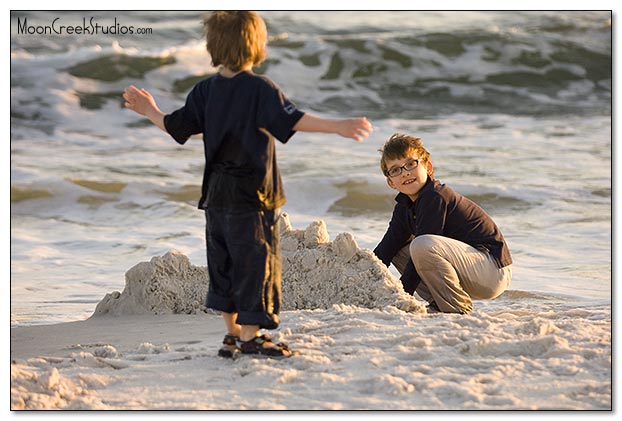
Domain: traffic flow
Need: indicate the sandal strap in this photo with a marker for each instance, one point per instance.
(256, 346)
(230, 339)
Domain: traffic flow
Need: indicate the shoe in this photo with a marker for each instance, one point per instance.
(230, 347)
(263, 345)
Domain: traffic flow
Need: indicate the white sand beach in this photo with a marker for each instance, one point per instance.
(364, 345)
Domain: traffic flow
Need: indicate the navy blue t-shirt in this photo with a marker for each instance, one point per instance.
(239, 118)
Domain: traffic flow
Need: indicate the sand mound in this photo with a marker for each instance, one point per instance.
(168, 284)
(317, 273)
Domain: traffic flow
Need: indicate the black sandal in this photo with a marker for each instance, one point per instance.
(258, 346)
(230, 347)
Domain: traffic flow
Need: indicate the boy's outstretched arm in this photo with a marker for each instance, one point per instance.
(141, 102)
(354, 128)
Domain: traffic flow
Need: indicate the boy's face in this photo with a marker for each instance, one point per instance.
(410, 181)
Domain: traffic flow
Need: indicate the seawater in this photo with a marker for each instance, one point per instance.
(515, 108)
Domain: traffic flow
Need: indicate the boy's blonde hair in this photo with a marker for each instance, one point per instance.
(400, 146)
(235, 38)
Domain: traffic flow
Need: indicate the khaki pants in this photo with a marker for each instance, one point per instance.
(453, 273)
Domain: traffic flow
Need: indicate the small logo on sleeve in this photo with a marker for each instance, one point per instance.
(289, 109)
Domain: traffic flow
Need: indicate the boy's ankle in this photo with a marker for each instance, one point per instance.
(248, 332)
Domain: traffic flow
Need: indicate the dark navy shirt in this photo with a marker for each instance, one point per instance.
(440, 210)
(239, 118)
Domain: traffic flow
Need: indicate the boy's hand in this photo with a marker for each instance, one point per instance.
(355, 128)
(138, 100)
(141, 102)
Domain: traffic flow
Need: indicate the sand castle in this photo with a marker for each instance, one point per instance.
(317, 273)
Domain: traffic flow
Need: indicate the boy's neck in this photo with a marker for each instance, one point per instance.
(226, 72)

__WRITTEN TASK__
Transcribe each line above verbatim, with the pictures left out.

__RESULT FOR THIS EXERCISE__
Domain: traffic flow
Need: indicate the sandal strap in this photo with a marker for each instance, one point per instance.
(256, 346)
(230, 339)
Domain: traffic flow
Need: indicate the shoe in this photo with a marker for each instance, one point per instance.
(230, 347)
(263, 345)
Domain: traffic flow
Need: indicate the white sand beach in this photo with a marker for each instance, one point per instance.
(364, 345)
Domain: traffic flow
Need: indicate the navy blue t-shirt in this photo with a marker for each instance, one point per instance.
(239, 118)
Domain: traffic flow
Need: indicate the sand mound in this photo with a marker for each instance, one point per instance.
(168, 284)
(317, 273)
Domain: traffic flow
Need: indicate the black sandal in this photo with a marker for each instance, one point per instance.
(258, 346)
(230, 347)
Domain: traffic flow
Need: indicate the boy's outstretched arm in this photo with a marker for each instance, one point per instance.
(141, 102)
(354, 128)
Domain: traffic flow
Need: indicate the boy's face in this photo with a marker for each instance, one point per instance.
(410, 181)
Domain: traffic flow
Need: indicate the seawater in this photo with a marker for each instance, one point per instance.
(515, 108)
Domain: traffic flow
Need: indicate the boy's blonde hair in this photo with a marker for each instance, one point per instance.
(400, 146)
(235, 38)
Domain: traffic flow
Need: indicate the khaki pants in this photo with a marker for each instance, one point per instance.
(453, 273)
Domain: traffic flow
Need: indicate the small logo on sleeve in this photo with a marker for each instance, one point per instance.
(289, 109)
Domain: traffic flow
Need: indicate the boy's ankle in this photo with a marker for each instance, one point per instance.
(248, 332)
Domain: traffic flow
Need: indicate the dark navy shirt in this photo with a marker for each instance, one point per instance.
(440, 210)
(239, 118)
Domain: traffic flow
Need: indicate the boy's hand in this photo with a marker for each instance, one point per instance.
(355, 128)
(138, 100)
(141, 102)
Domain: traffic flow
Need: indicate the sand castle in this photo with a marker for each instance, one point per instance.
(317, 273)
Domain: traffic flow
Need: indicate the boy's neck in this photo with a marker for each instance, one point per instance.
(226, 72)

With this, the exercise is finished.